Text shown

SOURCE: United Community Banks, Inc.

United Community Banks, Inc.

February 24, 2011 05:30 ET

United Community Banks, Inc. Announces Adoption of Tax Benefits Preservation Plan and Related Stock Exchange

BLAIRSVILLE, GA--(Marketwire - February 24, 2011) - United Community Banks, Inc. (NASDAQ: UCBI) announced that its Board of Directors has adopted a Tax Benefits Preservation Plan (the "Plan") designed to protect the Company's ability to utilize substantial tax assets. This Plan is similar to tax benefit preservation plans adopted by other public companies with significant tax attributes. United's tax attributes include net operating losses that it could utilize in certain circumstances to offset taxable income and reduce its federal income tax liability.

United's ability to use its tax attributes would be substantially limited if the Company were to experience an "ownership change" as defined under Section 382 of the Internal Revenue Code and related Internal Revenue Service pronouncements. In general, an ownership change would occur if United's "five-percent or greater shareholders," as defined under Section 382, collectively increase their ownership in United by more than 50% over a rolling three-year period. The Plan is designed to reduce the likelihood that United will experience an ownership change by discouraging any new person or entity from becoming a five-percent or greater shareholder or any existing five-percent shareholder from increasing their position. Five-percent shareholders generally do not include certain institutional holders, such as mutual fund companies and investment companies that act as investment advisors, that hold United's stock on behalf of individual mutual funds or individuals where no single fund owns five percent or more of United's stock.

As part of the Plan, United's Board of Directors declared a dividend of one preferred share purchase right (a "Right") for each outstanding share of its common stock. The Plan is designed to trigger slightly under the Internal Revenue Service's five-percent shareholder threshold at 4.99 percent. However, these Rights are only distributed when triggered under the Plan by a shareholder who purchases 4.99 percent or greater ownership or a then existing 4.99 percent shareholder who purchases additional shares. The Plan will be in effect for only five years, in contrast to traditional rights plans that generally last 10 years. Additionally, the Board has the discretion under certain circumstances to exempt acquisitions of Company securities from the provisions of the Plan. The Plan may be terminated by the Board at any time prior to the Rights being triggered. The issuance of the Rights will not affect United's reported earnings per share and is not taxable to United or its shareholders.

United also announced that it had entered into a Stock Exchange Agreement with two funds within Elm Ridge Capital Management LLC, its largest shareholder. The agreement provides that United will exchange all of Elm Ridge's existing 7,755,631 shares of common stock for $16.6 million of newly created Cumulative Perpetual Preferred Stock, Series D and warrants to purchase 7,755,631 shares of common stock with an exercise price of $2.50 per share that expire in two and a half years. By exchanging Elm Ridge's common stock for the preferred stock and warrants, the Company has eliminated its only five-percent shareholder and, as a result, obtained further protection against an ownership change under Section 382.

Written task
Please reproduce the part of the bank announcement starting at "BLAIRSVILLE, GA--(Marketwire - February" and ending at "income tax liability.". Work only from the bank announcement above.

Provided data
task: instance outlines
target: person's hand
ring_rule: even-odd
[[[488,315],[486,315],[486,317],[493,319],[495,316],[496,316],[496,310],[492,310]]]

Full solution
BLAIRSVILLE, GA--(Marketwire - February 24, 2011) - United Community Banks, Inc. (NASDAQ: UCBI) announced that its Board of Directors has adopted a Tax Benefits Preservation Plan (the "Plan") designed to protect the Company's ability to utilize substantial tax assets. This Plan is similar to tax benefit preservation plans adopted by other public companies with significant tax attributes. United's tax attributes include net operating losses that it could utilize in certain circumstances to offset taxable income and reduce its federal income tax liability.